Copy out, unchanged, the lines of the records from the one containing "Provide the precise" through the one containing "112L311 216L349 269L396", and nothing else.
(DATA begins)
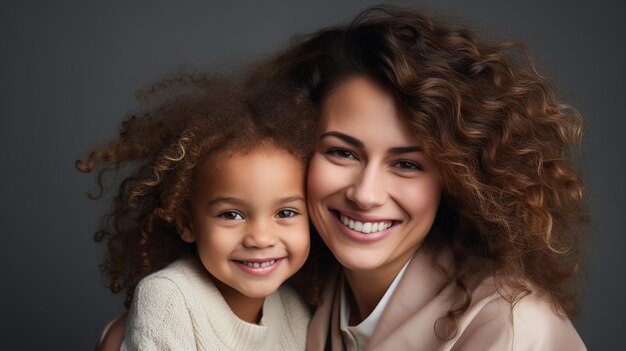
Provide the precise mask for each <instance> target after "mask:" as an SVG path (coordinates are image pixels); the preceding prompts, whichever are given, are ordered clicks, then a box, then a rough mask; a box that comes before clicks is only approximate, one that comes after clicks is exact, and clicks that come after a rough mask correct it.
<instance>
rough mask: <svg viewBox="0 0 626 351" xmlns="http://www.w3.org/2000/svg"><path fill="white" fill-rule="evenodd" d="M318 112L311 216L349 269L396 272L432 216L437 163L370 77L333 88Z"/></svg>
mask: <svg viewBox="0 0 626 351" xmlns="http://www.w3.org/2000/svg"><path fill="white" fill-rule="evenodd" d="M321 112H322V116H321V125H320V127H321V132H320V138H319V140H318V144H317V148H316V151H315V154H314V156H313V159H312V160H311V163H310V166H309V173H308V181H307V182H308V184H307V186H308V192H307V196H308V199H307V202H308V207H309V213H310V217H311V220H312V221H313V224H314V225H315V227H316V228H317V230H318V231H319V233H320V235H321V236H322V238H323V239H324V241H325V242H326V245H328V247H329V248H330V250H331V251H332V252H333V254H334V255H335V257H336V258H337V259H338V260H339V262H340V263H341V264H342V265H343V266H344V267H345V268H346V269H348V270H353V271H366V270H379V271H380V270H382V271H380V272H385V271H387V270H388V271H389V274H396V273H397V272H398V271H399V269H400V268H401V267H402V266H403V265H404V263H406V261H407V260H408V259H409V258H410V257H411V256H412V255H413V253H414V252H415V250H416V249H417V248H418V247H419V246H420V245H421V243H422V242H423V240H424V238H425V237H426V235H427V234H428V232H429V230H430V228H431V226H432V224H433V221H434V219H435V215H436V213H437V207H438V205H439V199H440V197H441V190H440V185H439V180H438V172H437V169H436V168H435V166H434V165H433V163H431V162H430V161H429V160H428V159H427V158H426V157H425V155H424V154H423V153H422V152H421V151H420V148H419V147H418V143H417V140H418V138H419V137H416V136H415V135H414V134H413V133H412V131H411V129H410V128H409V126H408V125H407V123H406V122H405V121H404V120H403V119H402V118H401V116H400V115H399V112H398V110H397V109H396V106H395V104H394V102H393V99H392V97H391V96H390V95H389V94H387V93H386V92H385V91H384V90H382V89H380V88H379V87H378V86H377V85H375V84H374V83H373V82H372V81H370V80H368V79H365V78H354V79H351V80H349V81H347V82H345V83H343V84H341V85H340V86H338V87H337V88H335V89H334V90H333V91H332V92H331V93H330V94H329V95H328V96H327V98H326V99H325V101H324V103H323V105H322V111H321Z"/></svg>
(DATA ends)
(DATA begins)
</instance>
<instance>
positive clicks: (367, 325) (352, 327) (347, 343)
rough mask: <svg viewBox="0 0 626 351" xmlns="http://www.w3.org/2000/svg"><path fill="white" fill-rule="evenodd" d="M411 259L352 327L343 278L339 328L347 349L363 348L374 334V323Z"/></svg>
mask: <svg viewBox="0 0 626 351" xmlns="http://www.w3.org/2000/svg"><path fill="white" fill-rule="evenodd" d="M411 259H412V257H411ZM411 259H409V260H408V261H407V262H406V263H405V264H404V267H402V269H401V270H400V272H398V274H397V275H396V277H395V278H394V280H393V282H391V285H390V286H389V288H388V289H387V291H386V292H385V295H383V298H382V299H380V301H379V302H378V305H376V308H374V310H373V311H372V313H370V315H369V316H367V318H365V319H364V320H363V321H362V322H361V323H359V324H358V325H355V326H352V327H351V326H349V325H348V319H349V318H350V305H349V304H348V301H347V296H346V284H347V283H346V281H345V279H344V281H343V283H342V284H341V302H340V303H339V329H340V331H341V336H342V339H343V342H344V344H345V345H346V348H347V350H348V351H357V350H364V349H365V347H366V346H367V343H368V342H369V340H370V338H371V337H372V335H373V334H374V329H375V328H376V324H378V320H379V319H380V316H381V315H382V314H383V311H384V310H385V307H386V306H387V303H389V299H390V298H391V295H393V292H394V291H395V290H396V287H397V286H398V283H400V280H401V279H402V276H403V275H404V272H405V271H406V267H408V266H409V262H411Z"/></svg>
(DATA ends)
(DATA begins)
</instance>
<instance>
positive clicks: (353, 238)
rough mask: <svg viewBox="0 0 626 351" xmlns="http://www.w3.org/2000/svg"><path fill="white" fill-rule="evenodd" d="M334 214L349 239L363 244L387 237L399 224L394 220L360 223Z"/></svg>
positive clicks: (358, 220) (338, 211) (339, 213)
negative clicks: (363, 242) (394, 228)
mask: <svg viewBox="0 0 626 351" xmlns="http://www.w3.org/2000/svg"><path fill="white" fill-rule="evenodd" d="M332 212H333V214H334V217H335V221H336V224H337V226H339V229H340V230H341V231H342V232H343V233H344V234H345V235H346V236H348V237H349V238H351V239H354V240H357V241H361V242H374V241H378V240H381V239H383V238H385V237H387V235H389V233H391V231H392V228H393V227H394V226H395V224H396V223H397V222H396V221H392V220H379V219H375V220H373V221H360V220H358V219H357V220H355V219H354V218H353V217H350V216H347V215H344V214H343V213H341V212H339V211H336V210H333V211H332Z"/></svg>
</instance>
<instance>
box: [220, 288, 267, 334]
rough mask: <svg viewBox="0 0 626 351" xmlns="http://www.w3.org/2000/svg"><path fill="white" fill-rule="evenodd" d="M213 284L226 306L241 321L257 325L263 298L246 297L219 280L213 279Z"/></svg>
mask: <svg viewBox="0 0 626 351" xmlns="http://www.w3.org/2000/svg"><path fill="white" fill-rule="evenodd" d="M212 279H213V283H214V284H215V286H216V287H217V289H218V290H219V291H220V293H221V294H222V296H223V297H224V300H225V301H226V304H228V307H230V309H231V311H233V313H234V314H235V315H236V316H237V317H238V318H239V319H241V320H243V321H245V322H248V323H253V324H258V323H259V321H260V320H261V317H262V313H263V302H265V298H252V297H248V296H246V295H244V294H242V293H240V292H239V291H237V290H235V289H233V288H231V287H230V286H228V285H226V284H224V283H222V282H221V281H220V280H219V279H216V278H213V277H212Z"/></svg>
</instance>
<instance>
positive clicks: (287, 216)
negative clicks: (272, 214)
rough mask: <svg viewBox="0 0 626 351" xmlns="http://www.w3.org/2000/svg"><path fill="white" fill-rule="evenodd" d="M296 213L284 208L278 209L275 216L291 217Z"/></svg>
(DATA ends)
### ANSWER BOX
Provide the precise mask for each <instance> target after "mask:" as an SVG path (coordinates are image pixels); the preceding prompts, whichever are given, are ordered clicks, then a box, then a rough mask; a box that comes before clicks is only approximate, one that comes after clicks is exact, and clicks that come after a rough mask correct it.
<instance>
rough mask: <svg viewBox="0 0 626 351" xmlns="http://www.w3.org/2000/svg"><path fill="white" fill-rule="evenodd" d="M318 112L311 216L349 269L396 272L432 216L437 163L370 77L333 88Z"/></svg>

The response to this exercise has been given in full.